§ CHALLENGE:
Reproduce every line of the listing below, requests included, and offset each pixel coordinate in the answers by +66. Leave the sample coordinates inside the requests unchanged and omit the pictures.

§ MATERIAL PROVIDED:
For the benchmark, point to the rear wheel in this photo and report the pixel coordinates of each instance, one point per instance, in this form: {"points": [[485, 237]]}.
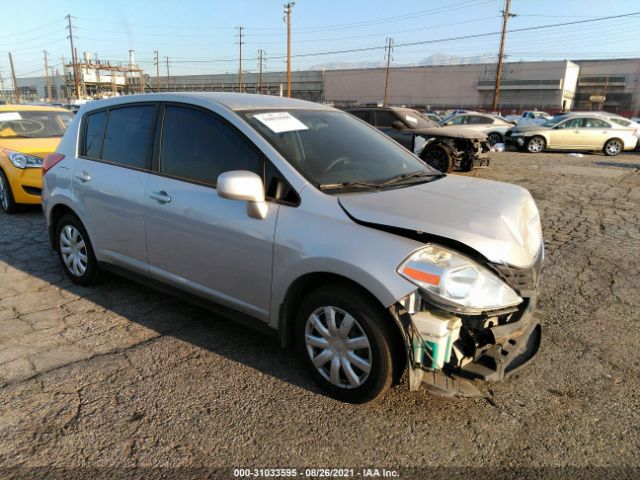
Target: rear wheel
{"points": [[76, 252], [7, 202], [347, 343], [536, 144], [613, 147], [438, 157]]}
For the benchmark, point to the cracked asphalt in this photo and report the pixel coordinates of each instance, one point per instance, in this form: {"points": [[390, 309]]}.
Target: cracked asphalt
{"points": [[122, 376]]}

§ THE RESULT:
For the benchmark, point to the rear wheel in this photo and report the pixel coordinates of each instance, one point per instance, in this form: {"points": [[485, 237]]}.
Target: rear wheel
{"points": [[142, 318], [73, 268], [413, 409], [602, 210], [679, 213], [504, 223]]}
For the benchmark, point to the cracked asphalt in this photo and report the pixel coordinates of each instance, one point per instance, in this form: {"points": [[390, 309]]}.
Target: cracked asphalt
{"points": [[188, 442]]}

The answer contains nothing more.